* **Short task 1**: Decide whether each statement below agrees with the Alabama evidence rule. For each, answer yes or no and quote the deciding words of the rule exactly. (a) The rules of evidence apply in proceedings before referees and masters. (b) The rules concerning privileges do not apply in proceedings before grand juries. (c) The rules of evidence apply in preliminary hearings in criminal cases.

* **Text segment**:
Alabama Rules of Evidence
Article XI. Miscellaneous Rules
Rule 1101. Rules applicable
(a) General applicability. Except as otherwise provided by constitutional provision, statute, this rule, or other rules of the Supreme Court of Alabama, these rules of evidence apply in all proceedings in the courts of Alabama, including proceedings before referees and masters.
(b) Rules inapplicable. These rules, other than those with respect to privileges, do not apply in the following situations:
(1) PRELIMINARY QUESTIONS OF FACT. The determination of questions of fact preliminary to admissibility of evidence when the issue is to be determined by the court under Rule 104.
(2) GRAND JURY. Proceedings before grand juries.
(3) MISCELLANEOUS PROCEEDINGS. Proceedings for extradition or rendition; preliminary hearings in criminal cases; sentencing, or granting or revoking probation; issuance of warrants for arrest, criminal summonses, and search warrants; and proceedings with respect to release on bail or otherwise.
(4) CONTEMPT PROCEEDINGS. Contempt proceedings in which the court may act summarily.

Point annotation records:

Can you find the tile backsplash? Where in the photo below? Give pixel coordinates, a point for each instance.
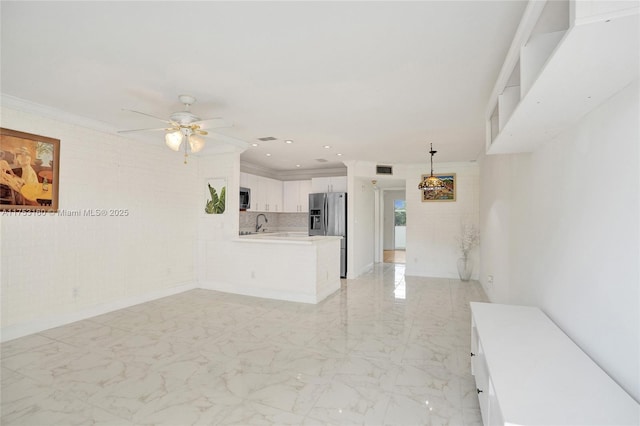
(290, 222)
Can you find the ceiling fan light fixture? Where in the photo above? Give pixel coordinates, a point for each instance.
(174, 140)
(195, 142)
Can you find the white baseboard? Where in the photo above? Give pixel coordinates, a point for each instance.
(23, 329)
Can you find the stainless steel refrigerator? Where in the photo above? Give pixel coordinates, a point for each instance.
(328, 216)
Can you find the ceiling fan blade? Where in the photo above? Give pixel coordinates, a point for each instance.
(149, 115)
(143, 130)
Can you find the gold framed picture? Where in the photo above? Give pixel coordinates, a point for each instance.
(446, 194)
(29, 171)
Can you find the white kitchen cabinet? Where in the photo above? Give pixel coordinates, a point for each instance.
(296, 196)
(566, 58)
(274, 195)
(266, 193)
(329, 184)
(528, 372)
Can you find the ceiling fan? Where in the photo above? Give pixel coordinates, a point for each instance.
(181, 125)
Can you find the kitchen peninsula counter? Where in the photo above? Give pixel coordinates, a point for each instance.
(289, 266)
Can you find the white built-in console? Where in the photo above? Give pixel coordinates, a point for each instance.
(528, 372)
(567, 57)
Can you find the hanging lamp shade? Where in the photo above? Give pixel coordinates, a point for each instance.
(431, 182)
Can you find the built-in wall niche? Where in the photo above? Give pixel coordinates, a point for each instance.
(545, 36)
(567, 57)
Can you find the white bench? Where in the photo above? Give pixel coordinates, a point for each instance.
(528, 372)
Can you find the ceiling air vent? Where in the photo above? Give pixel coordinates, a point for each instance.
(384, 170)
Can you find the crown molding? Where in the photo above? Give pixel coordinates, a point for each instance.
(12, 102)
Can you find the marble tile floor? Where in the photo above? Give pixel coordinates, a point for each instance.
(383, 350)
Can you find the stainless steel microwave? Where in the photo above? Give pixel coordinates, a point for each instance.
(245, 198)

==

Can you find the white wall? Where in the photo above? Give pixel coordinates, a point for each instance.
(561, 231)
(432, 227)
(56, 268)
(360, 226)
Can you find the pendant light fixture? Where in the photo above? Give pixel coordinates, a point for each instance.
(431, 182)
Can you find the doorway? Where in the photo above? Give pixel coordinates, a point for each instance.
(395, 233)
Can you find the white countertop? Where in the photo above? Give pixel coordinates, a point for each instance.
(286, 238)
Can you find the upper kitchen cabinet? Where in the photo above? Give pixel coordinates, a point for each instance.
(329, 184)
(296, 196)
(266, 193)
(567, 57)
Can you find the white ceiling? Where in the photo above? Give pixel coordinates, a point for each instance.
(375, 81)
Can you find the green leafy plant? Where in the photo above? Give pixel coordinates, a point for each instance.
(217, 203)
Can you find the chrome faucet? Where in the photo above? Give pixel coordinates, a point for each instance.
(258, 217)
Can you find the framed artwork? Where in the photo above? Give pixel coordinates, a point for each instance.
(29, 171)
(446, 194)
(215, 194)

* **Short task 2**: Count the lines of the records that contain the string "steel" and reply with the number alone.

* **Response 1**:
(a) Yes: "including proceedings before referees and masters."
(b) No: "These rules, other than those with respect to privileges, do not apply in the following situations."
(c) No: "preliminary hearings in criminal cases" is listed among the situations in which the rules do not apply.

* **Response 2**: 2